EXERCISE DETAILS:
Produce the full set of records below once more, exactly as they stand.

(Stored items)

::::::

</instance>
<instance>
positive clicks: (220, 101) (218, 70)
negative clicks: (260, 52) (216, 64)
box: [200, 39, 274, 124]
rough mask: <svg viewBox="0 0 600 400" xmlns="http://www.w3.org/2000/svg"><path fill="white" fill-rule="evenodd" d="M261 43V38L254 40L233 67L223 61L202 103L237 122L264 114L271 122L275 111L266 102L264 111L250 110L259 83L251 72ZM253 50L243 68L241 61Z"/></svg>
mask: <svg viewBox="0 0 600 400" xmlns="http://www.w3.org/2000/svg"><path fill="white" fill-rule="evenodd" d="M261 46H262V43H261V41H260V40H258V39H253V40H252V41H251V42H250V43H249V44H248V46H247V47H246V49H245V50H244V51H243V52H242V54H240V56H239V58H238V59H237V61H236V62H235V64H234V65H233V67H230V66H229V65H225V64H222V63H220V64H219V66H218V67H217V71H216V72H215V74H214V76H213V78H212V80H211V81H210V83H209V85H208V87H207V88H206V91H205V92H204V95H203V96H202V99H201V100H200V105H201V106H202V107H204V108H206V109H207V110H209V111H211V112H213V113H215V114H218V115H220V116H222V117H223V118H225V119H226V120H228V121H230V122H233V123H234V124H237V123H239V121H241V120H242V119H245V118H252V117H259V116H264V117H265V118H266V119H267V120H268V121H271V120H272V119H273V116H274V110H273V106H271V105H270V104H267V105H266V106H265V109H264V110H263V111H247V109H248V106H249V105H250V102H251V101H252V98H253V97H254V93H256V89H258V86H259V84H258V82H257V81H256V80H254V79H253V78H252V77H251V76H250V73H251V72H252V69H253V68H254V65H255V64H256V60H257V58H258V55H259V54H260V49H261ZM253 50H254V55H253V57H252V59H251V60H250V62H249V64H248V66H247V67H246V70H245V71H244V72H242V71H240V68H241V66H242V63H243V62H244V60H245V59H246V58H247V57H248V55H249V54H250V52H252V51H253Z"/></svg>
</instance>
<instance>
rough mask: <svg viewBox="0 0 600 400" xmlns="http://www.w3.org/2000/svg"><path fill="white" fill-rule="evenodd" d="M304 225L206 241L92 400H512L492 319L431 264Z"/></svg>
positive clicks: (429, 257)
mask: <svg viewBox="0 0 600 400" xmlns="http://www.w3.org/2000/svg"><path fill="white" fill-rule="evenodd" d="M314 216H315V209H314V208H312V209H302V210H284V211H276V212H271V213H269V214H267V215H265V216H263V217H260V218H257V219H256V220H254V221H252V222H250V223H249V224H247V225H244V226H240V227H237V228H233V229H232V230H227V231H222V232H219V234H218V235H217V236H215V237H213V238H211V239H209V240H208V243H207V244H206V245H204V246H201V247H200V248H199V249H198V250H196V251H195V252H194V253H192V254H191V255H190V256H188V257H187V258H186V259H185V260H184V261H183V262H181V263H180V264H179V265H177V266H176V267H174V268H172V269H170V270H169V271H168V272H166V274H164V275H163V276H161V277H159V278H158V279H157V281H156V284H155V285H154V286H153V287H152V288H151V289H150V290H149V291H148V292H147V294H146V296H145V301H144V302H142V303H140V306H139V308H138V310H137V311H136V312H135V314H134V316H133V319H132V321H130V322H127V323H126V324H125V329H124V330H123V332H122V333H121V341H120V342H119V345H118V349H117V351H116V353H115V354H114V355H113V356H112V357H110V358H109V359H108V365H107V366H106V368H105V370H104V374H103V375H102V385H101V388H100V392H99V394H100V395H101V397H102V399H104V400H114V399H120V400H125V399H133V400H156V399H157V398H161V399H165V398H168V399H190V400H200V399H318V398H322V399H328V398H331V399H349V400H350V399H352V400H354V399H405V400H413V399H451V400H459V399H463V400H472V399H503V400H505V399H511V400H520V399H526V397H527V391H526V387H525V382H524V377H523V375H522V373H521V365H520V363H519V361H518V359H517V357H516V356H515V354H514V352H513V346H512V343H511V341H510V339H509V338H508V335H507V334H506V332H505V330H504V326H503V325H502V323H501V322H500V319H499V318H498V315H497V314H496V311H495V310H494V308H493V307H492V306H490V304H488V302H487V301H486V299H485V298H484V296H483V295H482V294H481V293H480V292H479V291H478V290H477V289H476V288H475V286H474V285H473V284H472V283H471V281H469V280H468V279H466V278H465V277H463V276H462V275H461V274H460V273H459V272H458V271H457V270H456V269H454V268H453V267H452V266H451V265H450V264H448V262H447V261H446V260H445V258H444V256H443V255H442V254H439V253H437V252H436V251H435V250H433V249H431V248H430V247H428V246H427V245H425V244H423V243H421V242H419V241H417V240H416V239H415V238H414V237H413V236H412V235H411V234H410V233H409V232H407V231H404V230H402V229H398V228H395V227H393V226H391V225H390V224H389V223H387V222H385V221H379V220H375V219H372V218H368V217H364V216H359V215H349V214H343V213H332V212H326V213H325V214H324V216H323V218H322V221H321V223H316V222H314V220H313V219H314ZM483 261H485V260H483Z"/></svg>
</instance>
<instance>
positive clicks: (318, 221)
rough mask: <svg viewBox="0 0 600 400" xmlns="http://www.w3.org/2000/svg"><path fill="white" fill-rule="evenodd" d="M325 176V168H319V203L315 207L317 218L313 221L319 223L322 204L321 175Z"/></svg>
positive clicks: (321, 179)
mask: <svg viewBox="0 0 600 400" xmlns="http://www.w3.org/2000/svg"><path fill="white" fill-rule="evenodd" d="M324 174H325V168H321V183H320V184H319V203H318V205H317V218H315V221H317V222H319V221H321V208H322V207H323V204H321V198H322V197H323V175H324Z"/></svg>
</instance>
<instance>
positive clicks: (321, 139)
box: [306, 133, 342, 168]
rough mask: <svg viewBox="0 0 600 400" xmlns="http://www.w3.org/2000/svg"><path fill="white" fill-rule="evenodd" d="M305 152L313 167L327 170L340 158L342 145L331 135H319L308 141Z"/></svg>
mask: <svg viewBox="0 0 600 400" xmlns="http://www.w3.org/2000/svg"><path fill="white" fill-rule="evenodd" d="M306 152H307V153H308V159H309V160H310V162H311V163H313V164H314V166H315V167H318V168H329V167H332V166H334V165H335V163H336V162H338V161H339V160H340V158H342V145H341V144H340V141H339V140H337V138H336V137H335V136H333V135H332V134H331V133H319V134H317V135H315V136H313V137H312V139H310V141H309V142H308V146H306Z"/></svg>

::::::

RESULT:
</instance>
<instance>
positive clicks: (220, 101) (218, 70)
negative clicks: (260, 52) (216, 64)
box: [200, 39, 274, 124]
rough mask: <svg viewBox="0 0 600 400" xmlns="http://www.w3.org/2000/svg"><path fill="white" fill-rule="evenodd" d="M261 43V38L254 40L233 67L223 61L202 103L237 122L264 114L271 122L275 111L266 102L264 111L250 110L259 83L251 72ZM253 50L243 68L241 61Z"/></svg>
mask: <svg viewBox="0 0 600 400" xmlns="http://www.w3.org/2000/svg"><path fill="white" fill-rule="evenodd" d="M261 46H262V43H261V41H260V40H258V39H253V40H252V41H251V42H250V43H249V44H248V46H247V47H246V49H245V50H244V51H243V52H242V54H240V56H239V58H238V59H237V61H236V62H235V64H234V65H233V67H230V66H229V65H225V64H222V63H220V64H219V66H218V67H217V71H216V72H215V74H214V76H213V78H212V80H211V81H210V83H209V85H208V87H207V88H206V91H205V92H204V95H203V96H202V99H201V100H200V105H201V106H202V107H204V108H206V109H207V110H209V111H211V112H213V113H215V114H218V115H220V116H222V117H223V118H225V119H226V120H228V121H230V122H233V123H234V124H237V123H239V121H241V120H242V119H245V118H252V117H259V116H264V117H265V118H266V119H267V120H268V121H271V120H272V119H273V116H274V110H273V106H271V105H270V104H267V105H266V106H265V109H264V110H263V111H247V109H248V106H249V105H250V102H251V101H252V98H253V97H254V93H256V89H258V86H259V84H258V82H257V81H256V80H254V79H253V78H252V77H251V76H250V73H251V72H252V69H253V68H254V65H255V64H256V60H257V58H258V55H259V54H260V49H261ZM253 50H254V55H253V57H252V59H251V60H250V62H249V64H248V66H247V67H246V70H245V71H244V72H242V71H240V68H241V66H242V63H243V62H244V60H245V59H246V58H247V57H248V55H249V54H250V52H252V51H253Z"/></svg>
</instance>
<instance>
rough mask: <svg viewBox="0 0 600 400" xmlns="http://www.w3.org/2000/svg"><path fill="white" fill-rule="evenodd" d="M304 225L206 241L92 400H512L492 319L431 264Z"/></svg>
positive clicks: (429, 257)
mask: <svg viewBox="0 0 600 400" xmlns="http://www.w3.org/2000/svg"><path fill="white" fill-rule="evenodd" d="M314 216H315V209H314V208H312V209H302V210H284V211H276V212H271V213H269V214H267V215H265V216H263V217H260V218H257V219H256V220H254V221H252V222H250V223H249V224H247V225H244V226H240V227H237V228H233V229H232V230H227V231H222V232H219V234H218V235H217V236H215V237H213V238H211V239H209V240H208V243H207V244H206V245H204V246H201V247H200V248H199V249H198V250H196V251H195V252H194V253H192V254H191V255H190V256H188V257H187V258H186V259H185V260H184V261H183V262H181V263H180V264H179V265H177V266H176V267H174V268H172V269H170V270H169V271H168V272H166V274H164V275H163V276H161V277H159V278H158V279H157V281H156V284H155V285H154V286H153V287H152V288H151V289H150V290H149V291H148V292H147V294H146V296H145V301H144V302H142V303H140V306H139V308H138V310H137V311H136V312H135V314H134V316H133V319H132V321H130V322H127V323H126V324H125V329H124V330H123V332H122V333H121V341H120V342H119V345H118V349H117V351H116V353H115V354H114V355H113V356H112V357H110V358H109V359H108V365H107V366H106V368H105V370H104V374H103V375H102V385H101V388H100V392H99V394H100V395H101V397H102V399H104V400H114V399H120V400H125V399H133V400H156V399H157V398H161V399H165V398H168V399H190V400H200V399H318V398H322V399H328V398H331V399H349V400H350V399H352V400H354V399H405V400H413V399H451V400H459V399H463V400H472V399H503V400H505V399H511V400H520V399H526V397H527V391H526V387H525V382H524V377H523V375H522V373H521V365H520V363H519V361H518V359H517V357H516V356H515V354H514V352H513V346H512V343H511V341H510V339H509V338H508V335H507V334H506V332H505V330H504V326H503V325H502V323H501V322H500V319H499V318H498V315H497V314H496V311H495V310H494V308H493V307H492V306H490V304H488V302H487V301H486V299H485V298H484V296H483V295H482V294H481V293H480V292H479V291H478V290H477V289H476V288H475V286H474V285H473V284H472V283H471V281H469V280H468V279H466V278H465V277H463V276H462V275H461V274H460V273H459V272H458V271H457V270H456V269H454V268H453V267H452V266H451V265H450V264H448V262H447V261H446V260H445V258H444V256H443V255H442V254H439V253H437V252H436V251H435V250H433V249H431V248H430V247H428V246H427V245H425V244H423V243H421V242H419V241H417V240H416V239H415V238H414V237H413V236H412V235H411V234H410V233H409V232H407V231H404V230H402V229H398V228H395V227H393V226H391V225H390V224H389V223H387V222H385V221H379V220H375V219H372V218H368V217H364V216H359V215H349V214H343V213H332V212H326V213H325V214H324V216H323V218H322V221H321V223H316V222H314V220H313V219H314ZM483 261H485V260H483Z"/></svg>
</instance>
<instance>
positive clicks: (318, 221)
rough mask: <svg viewBox="0 0 600 400" xmlns="http://www.w3.org/2000/svg"><path fill="white" fill-rule="evenodd" d="M325 176V168H319V203L315 207L317 218L313 221L319 223L322 204L321 175Z"/></svg>
positive clicks: (321, 179)
mask: <svg viewBox="0 0 600 400" xmlns="http://www.w3.org/2000/svg"><path fill="white" fill-rule="evenodd" d="M324 174H325V168H321V183H320V184H319V203H318V205H317V218H315V221H317V222H319V221H321V208H322V207H323V204H321V198H322V197H323V175H324Z"/></svg>
</instance>
<instance>
positive clicks: (321, 139)
box: [306, 133, 342, 168]
rough mask: <svg viewBox="0 0 600 400" xmlns="http://www.w3.org/2000/svg"><path fill="white" fill-rule="evenodd" d="M305 152L313 167L327 170L340 158L342 145L331 135H319L308 141Z"/></svg>
mask: <svg viewBox="0 0 600 400" xmlns="http://www.w3.org/2000/svg"><path fill="white" fill-rule="evenodd" d="M306 152H307V153H308V159H309V160H310V162H311V163H313V164H314V166H315V167H318V168H329V167H332V166H334V165H335V163H336V162H338V161H339V160H340V158H342V145H341V144H340V141H339V140H337V138H336V137H335V136H333V135H332V134H331V133H319V134H317V135H315V136H313V137H312V139H310V141H309V142H308V146H306Z"/></svg>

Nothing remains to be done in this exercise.